From the first entry to the last, repeat them all exactly.

> Records shown

--

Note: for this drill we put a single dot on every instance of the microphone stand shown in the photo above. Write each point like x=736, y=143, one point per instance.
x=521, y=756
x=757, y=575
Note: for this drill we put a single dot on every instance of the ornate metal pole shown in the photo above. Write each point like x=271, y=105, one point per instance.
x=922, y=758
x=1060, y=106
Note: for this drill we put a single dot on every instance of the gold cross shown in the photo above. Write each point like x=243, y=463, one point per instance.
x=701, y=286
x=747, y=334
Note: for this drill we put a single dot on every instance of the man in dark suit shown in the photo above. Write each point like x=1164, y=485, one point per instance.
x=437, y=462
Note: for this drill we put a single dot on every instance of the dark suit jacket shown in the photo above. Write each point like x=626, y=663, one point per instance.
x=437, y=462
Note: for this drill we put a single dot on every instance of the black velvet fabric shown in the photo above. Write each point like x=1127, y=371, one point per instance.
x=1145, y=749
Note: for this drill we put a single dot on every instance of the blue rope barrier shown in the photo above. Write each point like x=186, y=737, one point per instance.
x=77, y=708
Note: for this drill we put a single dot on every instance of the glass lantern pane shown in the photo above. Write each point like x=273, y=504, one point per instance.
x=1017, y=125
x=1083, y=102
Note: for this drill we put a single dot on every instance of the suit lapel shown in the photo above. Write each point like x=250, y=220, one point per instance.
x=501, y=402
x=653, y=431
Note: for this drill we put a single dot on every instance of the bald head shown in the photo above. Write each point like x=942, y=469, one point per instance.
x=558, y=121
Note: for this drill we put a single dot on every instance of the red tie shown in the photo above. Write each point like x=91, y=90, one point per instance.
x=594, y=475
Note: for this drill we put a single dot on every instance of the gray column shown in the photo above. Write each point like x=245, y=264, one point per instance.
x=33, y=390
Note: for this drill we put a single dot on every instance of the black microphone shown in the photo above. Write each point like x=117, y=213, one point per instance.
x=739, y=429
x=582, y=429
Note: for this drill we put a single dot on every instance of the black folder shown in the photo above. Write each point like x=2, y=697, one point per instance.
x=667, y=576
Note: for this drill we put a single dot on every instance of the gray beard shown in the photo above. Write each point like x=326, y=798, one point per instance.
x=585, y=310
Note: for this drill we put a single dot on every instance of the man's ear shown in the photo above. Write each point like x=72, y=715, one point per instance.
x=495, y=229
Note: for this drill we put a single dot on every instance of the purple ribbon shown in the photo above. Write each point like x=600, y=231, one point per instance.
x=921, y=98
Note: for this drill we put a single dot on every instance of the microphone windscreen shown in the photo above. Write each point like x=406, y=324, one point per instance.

--

> Exercise output
Note: for this drill we put a single dot on every instance of the microphone stand shown in the photo above. Write each point like x=736, y=143, one point per instance.
x=521, y=756
x=757, y=575
Note: for this drill we put a single dot on every instance of the ornate metal pole shown in the photo above. Write each point like x=271, y=105, one point per instance.
x=922, y=758
x=1060, y=106
Note: for this drill we put a single dot on every instance of the gold cross shown in the photo above. Write each point like x=243, y=463, one point per instance.
x=701, y=286
x=747, y=334
Note: for this drill we put a single dot on every instance of the man in dark suit shown in the photo above. Write each point like x=1164, y=485, one point per instance.
x=437, y=462
Note: for this drill we put a single dot on every instance of the dark suit jacket shown in the photo above. Write each point like x=626, y=663, one point per instance.
x=437, y=462
Note: for this drill we put a single dot on every instance of the black velvet fabric shown in the photo above. Write each point like x=1127, y=371, one point per instance.
x=1145, y=749
Note: for this drill we put a single dot on every instance of the blue rope barrier shown in the photo above. Write each point like x=186, y=737, one point per instance.
x=77, y=708
Note: for this drill we put a single dot on every instance of the glass lantern pane shown in the photo above. Write each point like x=273, y=504, one point per instance.
x=1017, y=125
x=1083, y=102
Note: for this drill we put a single dot on every instance of the suit lapel shown in the photo above. Write each point like x=250, y=220, one point per instance.
x=501, y=402
x=653, y=431
Note: for this drill we put a single dot on every instance of the bald head shown in the photo above. Write each point like x=942, y=469, one point per instance.
x=558, y=121
Note: for this drill we put a single dot on every instance of the red tie shown in the photo above. Write each point like x=91, y=90, one point per instance.
x=594, y=475
Note: for this drill we put a single dot on every instance of the gray column shown in the photo above. Write each point like x=245, y=264, one point per instance.
x=33, y=390
Note: for this drill we put a single dot on every instance of the black microphone shown in the photo above. Write each point like x=117, y=213, one point per instance.
x=739, y=429
x=582, y=429
Note: for this drill we put a single dot on every instance of the black folder shown in the photo above. Write each point like x=2, y=697, one point per instance.
x=667, y=576
Note: for this drill we put a single dot on every instance of the gray beard shown in the photo above. Write each point like x=326, y=798, one point per instance.
x=585, y=310
Note: for this drill we put a single dot on every instance of the man's ear shown in the photo above. Write each point like x=72, y=715, one point per instance.
x=495, y=229
Note: for this drill we put a single dot on every instance of the purple ribbon shown in the photo above. Write each point like x=600, y=231, one point per instance.
x=921, y=98
Note: for this drill we put a single dot on every instance of the microphone windscreen shown in the photo above. Write each point like x=406, y=324, one point per instance.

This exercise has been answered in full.